*** Data supplied Section Begins ***

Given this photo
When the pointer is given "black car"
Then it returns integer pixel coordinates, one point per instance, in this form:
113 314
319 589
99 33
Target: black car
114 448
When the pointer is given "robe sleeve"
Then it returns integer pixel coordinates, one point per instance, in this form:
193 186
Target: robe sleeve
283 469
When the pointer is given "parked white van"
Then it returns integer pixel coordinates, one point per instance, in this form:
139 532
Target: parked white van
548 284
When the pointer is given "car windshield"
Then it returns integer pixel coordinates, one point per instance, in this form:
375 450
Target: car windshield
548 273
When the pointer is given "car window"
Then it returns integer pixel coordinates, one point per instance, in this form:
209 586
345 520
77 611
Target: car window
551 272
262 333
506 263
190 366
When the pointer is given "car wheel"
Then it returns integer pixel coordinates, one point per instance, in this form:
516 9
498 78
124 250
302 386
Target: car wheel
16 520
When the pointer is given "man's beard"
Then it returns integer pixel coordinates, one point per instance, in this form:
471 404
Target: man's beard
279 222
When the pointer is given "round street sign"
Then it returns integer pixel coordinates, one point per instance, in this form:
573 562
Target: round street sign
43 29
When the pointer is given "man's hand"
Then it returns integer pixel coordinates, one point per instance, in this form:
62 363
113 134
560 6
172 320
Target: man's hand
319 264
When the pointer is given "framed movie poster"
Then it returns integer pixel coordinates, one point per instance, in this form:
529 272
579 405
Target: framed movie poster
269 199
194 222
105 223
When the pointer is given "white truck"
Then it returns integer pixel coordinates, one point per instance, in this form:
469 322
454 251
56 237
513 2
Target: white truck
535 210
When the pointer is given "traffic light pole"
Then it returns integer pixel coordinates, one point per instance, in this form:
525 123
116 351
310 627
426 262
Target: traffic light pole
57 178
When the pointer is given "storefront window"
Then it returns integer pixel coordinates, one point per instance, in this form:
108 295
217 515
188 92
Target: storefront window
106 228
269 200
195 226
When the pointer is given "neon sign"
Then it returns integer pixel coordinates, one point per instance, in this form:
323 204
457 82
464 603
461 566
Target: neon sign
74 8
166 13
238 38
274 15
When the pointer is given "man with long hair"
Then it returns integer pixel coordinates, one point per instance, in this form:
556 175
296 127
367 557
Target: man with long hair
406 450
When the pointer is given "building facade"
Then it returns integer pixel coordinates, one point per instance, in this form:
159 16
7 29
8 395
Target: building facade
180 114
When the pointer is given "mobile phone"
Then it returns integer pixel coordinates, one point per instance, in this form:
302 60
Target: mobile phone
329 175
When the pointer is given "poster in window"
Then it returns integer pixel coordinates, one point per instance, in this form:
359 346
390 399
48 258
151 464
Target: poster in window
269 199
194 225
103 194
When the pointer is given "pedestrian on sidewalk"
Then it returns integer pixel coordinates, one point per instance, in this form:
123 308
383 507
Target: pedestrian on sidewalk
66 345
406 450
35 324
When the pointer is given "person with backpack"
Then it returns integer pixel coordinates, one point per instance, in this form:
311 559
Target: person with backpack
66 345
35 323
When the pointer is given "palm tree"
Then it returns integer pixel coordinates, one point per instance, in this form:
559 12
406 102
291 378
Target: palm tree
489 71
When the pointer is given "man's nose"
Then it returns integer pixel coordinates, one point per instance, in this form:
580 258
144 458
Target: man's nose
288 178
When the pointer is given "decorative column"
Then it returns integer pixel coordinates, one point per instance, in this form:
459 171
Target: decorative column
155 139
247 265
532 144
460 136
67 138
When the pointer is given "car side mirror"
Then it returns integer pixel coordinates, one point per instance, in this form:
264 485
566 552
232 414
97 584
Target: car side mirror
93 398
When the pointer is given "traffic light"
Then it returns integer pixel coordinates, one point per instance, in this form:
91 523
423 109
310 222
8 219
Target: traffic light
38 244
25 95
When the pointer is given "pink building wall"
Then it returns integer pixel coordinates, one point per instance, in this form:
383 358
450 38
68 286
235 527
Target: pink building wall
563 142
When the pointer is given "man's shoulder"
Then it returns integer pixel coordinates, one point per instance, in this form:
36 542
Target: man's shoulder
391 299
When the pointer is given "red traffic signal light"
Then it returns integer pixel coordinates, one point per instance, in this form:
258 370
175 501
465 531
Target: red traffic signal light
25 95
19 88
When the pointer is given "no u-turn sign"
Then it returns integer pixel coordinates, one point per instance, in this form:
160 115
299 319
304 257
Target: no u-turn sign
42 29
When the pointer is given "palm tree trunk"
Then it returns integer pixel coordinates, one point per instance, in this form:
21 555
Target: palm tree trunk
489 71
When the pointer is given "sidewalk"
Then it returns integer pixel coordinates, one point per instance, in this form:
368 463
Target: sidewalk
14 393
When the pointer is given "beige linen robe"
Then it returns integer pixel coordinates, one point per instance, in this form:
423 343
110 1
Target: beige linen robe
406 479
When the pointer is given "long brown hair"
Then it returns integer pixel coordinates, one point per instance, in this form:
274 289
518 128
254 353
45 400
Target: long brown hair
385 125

*** Data supplied Section Ends ***

§ **Prompt**:
Output each record exactly, leaving nothing out.

§ **Task result**:
Given this photo
When the pointer is given "black car"
Then it returns integer pixel coordinates, one point per instance, in this form:
113 314
319 589
99 33
Target: black car
114 448
When the pointer is given "robe sleeve"
Then it returns integer pixel coordinates, one point per instance, in this form:
193 186
Target: robe sleeve
283 469
When the pointer is given "parked white van"
Then it returns integer pixel coordinates, one point per instance, in this form:
139 532
Target: parked white van
548 284
When the pointer is given "car windshield"
Then it returns integer pixel coordinates, one point per instance, in this form:
375 450
Target: car windshield
548 273
When the pointer is given "car window"
Then it returns integer pixel coordinates, one point per instance, in this form:
209 586
345 520
77 611
Target: car window
551 272
262 333
506 263
190 366
When the pointer is given "car wheel"
Then it returns integer pixel coordinates, one point per instance, in this form:
516 9
498 78
124 250
302 386
Target: car wheel
16 520
When the pointer is given "man's beard"
Then it returns integer pixel coordinates, one point per instance, in this form:
471 404
Target: man's beard
279 222
When the pointer is given "round street sign"
Then it returns integer pixel coordinates, one point per instance, in this form:
573 562
Target: round street sign
43 29
When the pointer is given "man's hand"
Then it returns integer pixel coordinates, one point per instance, in this form:
62 363
113 134
560 6
172 320
Target: man's hand
319 264
When the pointer is given "framed movie poster"
Then it returns integer pixel coordinates, one point per instance, in this form:
529 272
579 405
Target: framed movie poster
269 199
194 222
105 223
When the pointer is given "white truck"
Then it returns integer pixel coordinates, one point per instance, in this form:
469 322
454 251
56 237
513 2
Target: white truck
535 210
When the pointer is given "traffic light pole"
Then it returns integer pixel coordinates, one point per instance, in this form:
525 123
116 351
310 627
426 262
Target: traffic light pole
57 178
When the pointer is given "storefront window"
Then it returns integer pixel coordinates, one point per instance, in this form:
108 295
217 515
188 92
Target: storefront window
106 228
269 200
195 226
When the pointer is given "neon sign"
Then it returns integer pixel coordinates, one point per instance, in this form:
323 204
457 82
464 603
461 566
Target: neon sign
74 8
166 13
238 38
274 15
When the pointer is given "man with long hair"
Then it returns integer pixel coordinates, one point per instance, in this form:
556 175
296 127
367 557
Target: man with long hair
406 450
When the pointer is given "building facade"
Then it returns integer pixel coordinates, one point per instance, in this form:
159 16
7 29
8 395
Target: building facade
180 114
When the pointer is given "mobile phone"
Then it returns integer pixel coordinates, one point per instance, in this form:
302 60
Target: mobile phone
329 175
When the pointer is given "poster in window"
Then it returns integer pixel coordinates, one point per instance, in this form:
359 346
390 399
48 258
151 464
Target: poster in window
269 199
194 225
103 194
When the pointer is given "pedestrian on sidewalk"
Then it returns integer pixel coordinates, one point per instance, in this form:
123 308
383 507
Target: pedestrian on sidewalk
66 345
406 450
35 324
When the pointer is given "person with backpack"
Then it returns integer pixel coordinates, one point per instance, in this form:
311 559
Target: person with backpack
66 345
35 323
When the pointer is given "palm tree"
Then it returns integer pixel coordinates, one point per instance, in this form:
559 12
406 102
291 378
Target: palm tree
489 71
When the pointer is given "man's nose"
Then it returns integer pixel coordinates, one point per instance, in this form:
580 258
144 458
Target: man's nose
288 178
When the pointer is given "decorative column"
Then it returns integer pixel coordinates, one point per instance, in this form:
459 171
Target: decorative column
155 139
247 265
532 144
460 136
67 138
When the pointer is given "car side mirror"
Then it returns integer pixel coordinates, one point per instance, in this form:
264 485
566 552
232 414
97 584
Target: car side mirror
93 398
When the pointer is given "traffic light"
Then it returns integer pixel coordinates, one point per instance, in this form:
91 523
423 109
310 222
8 219
Target: traffic light
38 244
25 95
When the pointer is given "pink building wall"
Then it returns integer pixel coordinates, one point per instance, in this form:
383 358
450 38
68 286
235 527
Target: pink building wall
563 142
When the pointer is given "man's shoulder"
Then it returns integer pixel coordinates, one point per instance, in this form:
36 542
Target: man's shoulder
391 299
When the pointer is given "red traffic signal light"
Then it returns integer pixel coordinates, one point per instance, in this form:
258 370
175 501
465 531
Target: red traffic signal light
25 95
19 88
When the pointer is given "no u-turn sign"
Then it returns integer pixel coordinates, one point per instance, in this form:
160 115
299 319
304 257
Target: no u-turn sign
42 29
When the pointer is given "palm tree trunk"
Then it returns integer pixel coordinates, one point per instance, in this form:
21 555
Target: palm tree trunk
489 71
When the pointer is given "sidewalk"
Then it returns integer pixel coordinates, one point per instance, in this form:
368 463
Target: sidewalk
14 393
When the pointer is given "beige linen robe"
Then it returns integer pixel coordinates, one point per instance, in this form:
423 343
110 1
Target: beige linen robe
406 479
When the pointer is given "long brown hair"
Then it returns integer pixel coordinates, one point per instance, in this form:
274 289
518 128
254 353
45 400
Target: long brown hair
385 125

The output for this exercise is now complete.